Допишите приведённый ниже рассказ об А. М. и её искушении, начав сразу после его последнего предложения.

• [Приведённый отрывок]
----

От А. М. уже не было у этой семьи никаких секретов и тайн: и в горе, и радости, и счастии, и несчастии, и во всех начинаниях и предприятиях она принимала самое живое участие наравне с хозяевами и во всеми была для них умной советницей и деятельной помощницей. У А. М. как будто и не было личной жизни и своих собственных нужд и дел, она жила лишь тем, чем жили все ее хозяева. Для каких-либо не дельных, праздных мыслей, тем более для нечистых и безнравственных мечтаний у неё совсем не было даже и времени. Когда, по случаю какой-то своей болезни, она пошла к врачу, и тот посоветовал ей, между прочим, выйти замуж, то совет этот был выслушан ею с большим неудовольствием и немедленно предан забвению как вражеское наваждение.

Но диавол, как рыкающий лев, ищущий кого бы поглотить (1Пет.5:8), не мог равнодушно смотреть на невинную и чистую душу А. М. и орудием своего искушения и совращения её с доброго пути избрал одного уже не молодого, но довольно красивого вдового мужчину. Искушение это, как и всякое искушение, началось, по-видимому, с самых ничтожных вещей, и постепенно развиваясь, в конце концов завершилось тем, что диавол связал их крепкой нечистой любовью и повел их своим путем.

----

• [Предоставленный материал]
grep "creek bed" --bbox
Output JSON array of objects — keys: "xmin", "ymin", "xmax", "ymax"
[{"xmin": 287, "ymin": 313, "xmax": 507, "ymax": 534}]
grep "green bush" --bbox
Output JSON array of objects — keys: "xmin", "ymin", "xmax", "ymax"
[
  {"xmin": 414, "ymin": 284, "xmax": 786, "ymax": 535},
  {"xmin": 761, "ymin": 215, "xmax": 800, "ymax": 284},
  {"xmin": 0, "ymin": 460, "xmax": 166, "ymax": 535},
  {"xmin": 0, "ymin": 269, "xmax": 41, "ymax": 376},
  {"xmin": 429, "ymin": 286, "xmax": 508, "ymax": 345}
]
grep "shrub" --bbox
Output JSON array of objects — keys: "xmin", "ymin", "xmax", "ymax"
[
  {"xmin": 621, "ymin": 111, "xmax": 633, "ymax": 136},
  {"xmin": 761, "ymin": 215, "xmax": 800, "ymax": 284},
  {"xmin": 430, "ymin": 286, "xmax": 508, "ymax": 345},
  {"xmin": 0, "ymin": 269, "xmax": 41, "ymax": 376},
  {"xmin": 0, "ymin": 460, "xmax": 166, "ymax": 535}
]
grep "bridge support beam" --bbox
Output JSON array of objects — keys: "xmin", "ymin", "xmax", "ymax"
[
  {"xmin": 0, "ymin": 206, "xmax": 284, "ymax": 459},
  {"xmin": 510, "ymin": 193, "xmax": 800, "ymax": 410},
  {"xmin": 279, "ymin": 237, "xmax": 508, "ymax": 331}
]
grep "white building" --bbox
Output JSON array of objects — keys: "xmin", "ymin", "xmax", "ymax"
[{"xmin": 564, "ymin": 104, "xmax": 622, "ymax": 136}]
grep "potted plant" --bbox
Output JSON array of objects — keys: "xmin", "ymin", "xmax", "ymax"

----

• [Ответ к заданию]
После этого А. М. скоро стала мало-помалу выражать свое недовольство жизнью у хозяев и при случае заговаривать с ними об оставлении их. Ближайшим поводом к этому послужило то обстоятельство, что хозяева начали замечать в ней перемену к худшему и нередко не разрешали ей отлучаться из дома. Соблазнитель её, разумеется, не только не был на стороне хозяев своей возлюбленной, но и прямо поддерживал и поощрял её стремление покинуть своих благодетелей, обещая ей полную свободу в одиночном пребывании где-либо на его счет.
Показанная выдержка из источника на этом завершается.